Go through the data line by line. Copy each one holding the string "nurse".

[Data extracted from a collection]

BEGIN

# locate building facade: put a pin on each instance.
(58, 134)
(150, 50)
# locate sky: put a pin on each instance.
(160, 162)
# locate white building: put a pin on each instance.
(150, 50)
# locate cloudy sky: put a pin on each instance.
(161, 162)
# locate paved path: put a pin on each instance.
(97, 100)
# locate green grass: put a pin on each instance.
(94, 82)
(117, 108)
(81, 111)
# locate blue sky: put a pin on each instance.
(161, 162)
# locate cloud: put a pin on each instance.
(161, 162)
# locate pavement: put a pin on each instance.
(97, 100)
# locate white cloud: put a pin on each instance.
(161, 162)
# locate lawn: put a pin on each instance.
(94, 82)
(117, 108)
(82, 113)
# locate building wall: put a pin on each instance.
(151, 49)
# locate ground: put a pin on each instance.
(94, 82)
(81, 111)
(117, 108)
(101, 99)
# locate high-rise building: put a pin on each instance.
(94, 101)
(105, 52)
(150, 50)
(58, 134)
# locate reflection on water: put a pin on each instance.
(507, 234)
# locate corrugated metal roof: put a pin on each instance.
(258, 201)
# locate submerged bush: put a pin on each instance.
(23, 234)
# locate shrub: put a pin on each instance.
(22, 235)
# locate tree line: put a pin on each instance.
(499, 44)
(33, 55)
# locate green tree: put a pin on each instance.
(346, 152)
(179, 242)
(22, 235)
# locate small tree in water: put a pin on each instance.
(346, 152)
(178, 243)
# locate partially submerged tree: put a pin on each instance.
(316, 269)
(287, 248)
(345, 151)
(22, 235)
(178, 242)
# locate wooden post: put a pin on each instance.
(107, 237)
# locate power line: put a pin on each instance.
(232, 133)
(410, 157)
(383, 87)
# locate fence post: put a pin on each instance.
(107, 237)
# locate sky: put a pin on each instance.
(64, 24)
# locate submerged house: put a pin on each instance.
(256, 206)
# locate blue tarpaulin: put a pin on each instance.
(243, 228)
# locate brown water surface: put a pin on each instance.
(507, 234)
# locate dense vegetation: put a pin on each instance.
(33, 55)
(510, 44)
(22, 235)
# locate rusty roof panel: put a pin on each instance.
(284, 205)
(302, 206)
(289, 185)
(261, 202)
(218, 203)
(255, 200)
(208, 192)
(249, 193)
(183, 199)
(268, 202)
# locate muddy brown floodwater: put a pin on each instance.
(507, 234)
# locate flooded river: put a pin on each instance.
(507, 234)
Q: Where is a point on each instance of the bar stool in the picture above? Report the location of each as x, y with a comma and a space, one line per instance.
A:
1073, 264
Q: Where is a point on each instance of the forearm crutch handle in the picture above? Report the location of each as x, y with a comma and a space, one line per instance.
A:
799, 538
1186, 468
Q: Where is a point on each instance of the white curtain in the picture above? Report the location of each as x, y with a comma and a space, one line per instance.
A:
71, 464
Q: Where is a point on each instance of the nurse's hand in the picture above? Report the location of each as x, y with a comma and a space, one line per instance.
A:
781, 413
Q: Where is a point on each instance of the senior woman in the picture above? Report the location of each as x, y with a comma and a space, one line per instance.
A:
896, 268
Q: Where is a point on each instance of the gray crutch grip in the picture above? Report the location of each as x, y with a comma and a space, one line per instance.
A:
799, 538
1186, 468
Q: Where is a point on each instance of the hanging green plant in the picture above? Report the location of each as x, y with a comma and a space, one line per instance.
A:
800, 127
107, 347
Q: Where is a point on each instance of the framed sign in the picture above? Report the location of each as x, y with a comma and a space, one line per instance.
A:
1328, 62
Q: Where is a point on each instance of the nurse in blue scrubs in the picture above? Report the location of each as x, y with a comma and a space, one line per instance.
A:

END

> **Output of the exercise**:
Q: Where is a point on each instance of the nurse's hand in the picture above? Report the location of each as x, y with a comma and a space, one line per instance.
Q: Where is a point on each instance of the nurse in blue scrubs in the picture above? Report the location of each as x, y with a comma and a space, one line per instance.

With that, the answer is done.